-- WRITTEN PROBLEM --
Rewrite every line below, from the one holding "For each instance of the stainless" through the end of the items, inclusive, with the requests included. Multiply each coordinate in the answers by 1.75 and round it to a whole number, with halves going up.
---------- DATA FOR PROCESSING ----------
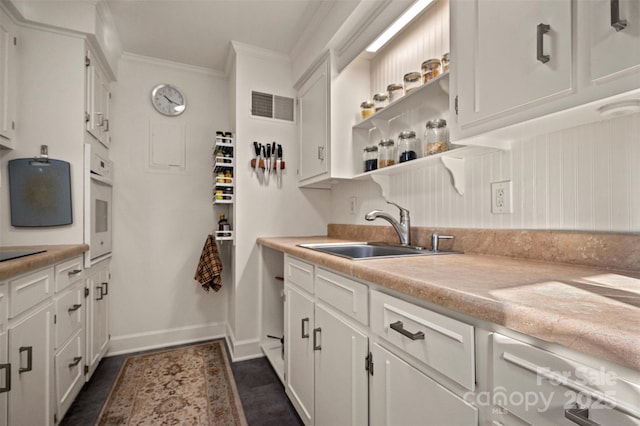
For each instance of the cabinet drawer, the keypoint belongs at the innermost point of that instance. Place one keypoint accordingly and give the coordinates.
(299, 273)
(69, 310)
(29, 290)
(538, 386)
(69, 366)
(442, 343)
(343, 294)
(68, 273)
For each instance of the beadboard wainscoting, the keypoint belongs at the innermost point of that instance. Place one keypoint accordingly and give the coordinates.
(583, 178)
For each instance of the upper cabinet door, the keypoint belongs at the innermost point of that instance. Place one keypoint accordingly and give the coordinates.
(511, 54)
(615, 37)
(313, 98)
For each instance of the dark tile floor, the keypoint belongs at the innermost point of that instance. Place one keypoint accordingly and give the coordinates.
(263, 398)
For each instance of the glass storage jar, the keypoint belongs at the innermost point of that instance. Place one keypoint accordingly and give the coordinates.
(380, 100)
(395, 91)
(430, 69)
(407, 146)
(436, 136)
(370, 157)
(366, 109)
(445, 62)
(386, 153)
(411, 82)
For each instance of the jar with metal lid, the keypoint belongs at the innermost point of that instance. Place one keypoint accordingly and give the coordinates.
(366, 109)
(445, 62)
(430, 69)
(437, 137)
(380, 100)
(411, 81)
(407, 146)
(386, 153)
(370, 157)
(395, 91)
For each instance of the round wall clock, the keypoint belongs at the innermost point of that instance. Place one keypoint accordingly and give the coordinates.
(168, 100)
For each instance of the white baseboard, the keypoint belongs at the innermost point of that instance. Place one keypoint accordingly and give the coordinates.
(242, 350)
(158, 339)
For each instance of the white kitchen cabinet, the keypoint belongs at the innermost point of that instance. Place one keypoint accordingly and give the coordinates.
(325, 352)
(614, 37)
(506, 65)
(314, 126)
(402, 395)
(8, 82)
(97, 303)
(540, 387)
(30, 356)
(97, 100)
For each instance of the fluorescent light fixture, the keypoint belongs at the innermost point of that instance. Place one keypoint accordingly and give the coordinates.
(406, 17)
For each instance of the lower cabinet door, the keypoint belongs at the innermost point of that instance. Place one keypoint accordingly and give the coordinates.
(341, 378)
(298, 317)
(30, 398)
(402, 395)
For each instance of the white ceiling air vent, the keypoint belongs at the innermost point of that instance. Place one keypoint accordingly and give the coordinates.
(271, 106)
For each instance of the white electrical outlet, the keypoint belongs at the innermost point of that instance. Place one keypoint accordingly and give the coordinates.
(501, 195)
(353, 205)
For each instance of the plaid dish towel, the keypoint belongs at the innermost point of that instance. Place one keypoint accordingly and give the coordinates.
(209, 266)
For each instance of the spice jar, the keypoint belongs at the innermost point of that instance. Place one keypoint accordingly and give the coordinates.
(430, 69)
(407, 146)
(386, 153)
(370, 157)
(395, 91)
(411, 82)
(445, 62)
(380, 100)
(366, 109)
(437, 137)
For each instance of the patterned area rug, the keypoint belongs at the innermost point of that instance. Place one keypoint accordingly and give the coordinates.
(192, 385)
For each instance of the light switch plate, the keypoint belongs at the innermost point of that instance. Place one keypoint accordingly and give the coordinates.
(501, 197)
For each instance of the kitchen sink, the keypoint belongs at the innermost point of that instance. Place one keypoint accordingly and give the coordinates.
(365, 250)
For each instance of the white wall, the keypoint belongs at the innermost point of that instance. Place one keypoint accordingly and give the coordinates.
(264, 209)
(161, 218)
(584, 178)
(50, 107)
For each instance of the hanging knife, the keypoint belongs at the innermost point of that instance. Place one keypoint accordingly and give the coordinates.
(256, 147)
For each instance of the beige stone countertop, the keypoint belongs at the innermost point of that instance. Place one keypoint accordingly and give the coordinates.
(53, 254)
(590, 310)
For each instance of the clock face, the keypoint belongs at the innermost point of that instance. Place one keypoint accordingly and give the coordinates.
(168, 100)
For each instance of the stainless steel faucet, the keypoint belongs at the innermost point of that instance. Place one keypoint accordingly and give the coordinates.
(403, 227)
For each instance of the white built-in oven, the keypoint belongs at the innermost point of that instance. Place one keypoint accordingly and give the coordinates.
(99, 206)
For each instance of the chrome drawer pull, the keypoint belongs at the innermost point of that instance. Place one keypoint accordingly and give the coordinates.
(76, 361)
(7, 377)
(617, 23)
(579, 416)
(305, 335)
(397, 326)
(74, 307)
----------
-- TASK SOLUTION --
For each instance of the stainless steel faucet, the keypoint belongs at the innermost point of that instance. Place one keypoint accordingly and give the coordinates.
(705, 397)
For each instance of the white built-in oven, the keypoint belongs at the innermost point of that instance. Place one keypoint accordingly and give the coordinates.
(173, 361)
For each instance of the chrome drawer pull, the keypoint belongs at the innermost point of that instance. Place one keypoint accordingly and give the coordinates.
(133, 632)
(12, 660)
(1080, 40)
(1013, 728)
(534, 586)
(695, 571)
(130, 537)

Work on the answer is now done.